Directions :: Reproduce the blog post below word for word, starting with "Wednesday, 25 September" and going on through "fail me now!".

Document segment ::

Wednesday, 25 September 2013

The bends.


I spent Sunday and Monday in something of a trance after the jazz festival on Saturday – how lucky can anyone be? Well, I’m hoping for just a little more luck – this week The SkaSouls are playing on both Friday and Saturday which means I can pick and choose my day, depending on how I feel.

Feet don’t fail me now!

Mind you not everyone had such a great time on Saturday. My friend Theo was very patient but it wasn’t his bag at all (old hippy).

And while I was struggling through Clapham Junction station I picked up a new ‘friend’, a rather old fashioned jazz fan – we chatted, and through the day he kept popping up in unlikely places to tell me “It’s not jazz as I know it, it’s more like Rock and Roll”.

Which is a bit odd really, as he was there the whole day – bugging me to the very end. Perhaps he was supplied to keep my feet on the ground, like with the Roman Emperors.

When they were given a ‘Triumph’ – a ceremonial passage through Rome (usually for a military victory) the entire population would turn out cheering and throwing rose petals. That’s enough to turn anyone’s head. As a result, there would be a slave whose job was to stand behind him whispering in his ear; “You are only mortal”, just to remind him. Mind you, it didn’t work very well – look what they did.

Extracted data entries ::
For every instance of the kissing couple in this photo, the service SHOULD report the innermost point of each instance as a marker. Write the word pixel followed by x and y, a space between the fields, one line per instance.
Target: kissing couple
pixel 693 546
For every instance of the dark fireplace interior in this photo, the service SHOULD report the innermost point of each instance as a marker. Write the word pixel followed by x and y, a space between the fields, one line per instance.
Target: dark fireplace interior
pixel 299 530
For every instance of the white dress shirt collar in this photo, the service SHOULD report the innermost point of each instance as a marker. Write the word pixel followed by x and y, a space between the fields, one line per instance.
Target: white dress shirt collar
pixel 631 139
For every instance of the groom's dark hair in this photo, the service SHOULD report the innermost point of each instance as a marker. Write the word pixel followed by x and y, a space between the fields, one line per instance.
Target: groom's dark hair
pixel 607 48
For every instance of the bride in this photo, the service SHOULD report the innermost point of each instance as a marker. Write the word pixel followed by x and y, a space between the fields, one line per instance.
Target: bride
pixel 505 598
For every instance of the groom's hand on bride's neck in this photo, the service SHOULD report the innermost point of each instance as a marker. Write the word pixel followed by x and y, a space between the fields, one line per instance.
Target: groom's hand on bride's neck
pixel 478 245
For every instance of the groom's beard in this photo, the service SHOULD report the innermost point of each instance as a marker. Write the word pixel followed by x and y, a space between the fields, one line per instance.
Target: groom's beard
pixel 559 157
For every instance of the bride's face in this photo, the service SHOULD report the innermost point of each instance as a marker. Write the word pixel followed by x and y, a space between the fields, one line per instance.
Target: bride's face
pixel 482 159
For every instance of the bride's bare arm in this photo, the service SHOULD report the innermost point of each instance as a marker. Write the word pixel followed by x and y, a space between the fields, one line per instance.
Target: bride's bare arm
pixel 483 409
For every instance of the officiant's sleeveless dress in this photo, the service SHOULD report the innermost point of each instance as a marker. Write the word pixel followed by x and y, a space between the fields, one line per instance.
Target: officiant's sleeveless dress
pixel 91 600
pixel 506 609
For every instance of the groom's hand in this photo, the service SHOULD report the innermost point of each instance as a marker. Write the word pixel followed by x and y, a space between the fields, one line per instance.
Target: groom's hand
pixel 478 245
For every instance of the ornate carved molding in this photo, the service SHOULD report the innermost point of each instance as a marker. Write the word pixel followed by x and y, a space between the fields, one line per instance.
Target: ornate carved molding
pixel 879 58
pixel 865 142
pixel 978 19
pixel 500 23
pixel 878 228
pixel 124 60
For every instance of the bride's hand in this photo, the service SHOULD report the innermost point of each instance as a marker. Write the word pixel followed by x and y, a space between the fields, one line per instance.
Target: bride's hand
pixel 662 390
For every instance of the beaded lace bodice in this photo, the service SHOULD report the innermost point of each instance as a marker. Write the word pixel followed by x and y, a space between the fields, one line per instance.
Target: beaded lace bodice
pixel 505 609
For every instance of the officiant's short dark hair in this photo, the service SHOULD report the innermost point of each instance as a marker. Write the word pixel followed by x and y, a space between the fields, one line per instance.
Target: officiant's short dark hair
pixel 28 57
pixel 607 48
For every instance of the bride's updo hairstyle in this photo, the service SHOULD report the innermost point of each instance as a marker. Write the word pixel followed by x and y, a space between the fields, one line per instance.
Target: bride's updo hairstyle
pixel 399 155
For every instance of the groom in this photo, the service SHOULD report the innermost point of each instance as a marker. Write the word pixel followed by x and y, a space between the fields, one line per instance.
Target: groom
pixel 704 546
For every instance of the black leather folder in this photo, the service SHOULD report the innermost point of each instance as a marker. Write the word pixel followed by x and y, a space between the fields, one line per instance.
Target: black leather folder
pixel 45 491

Answer space ::
Wednesday, 25 September 2013

The bends.


I spent Sunday and Monday in something of a trance after the jazz festival on Saturday – how lucky can anyone be? Well, I’m hoping for just a little more luck – this week The SkaSouls are playing on both Friday and Saturday which means I can pick and choose my day, depending on how I feel.

Feet don’t fail me now!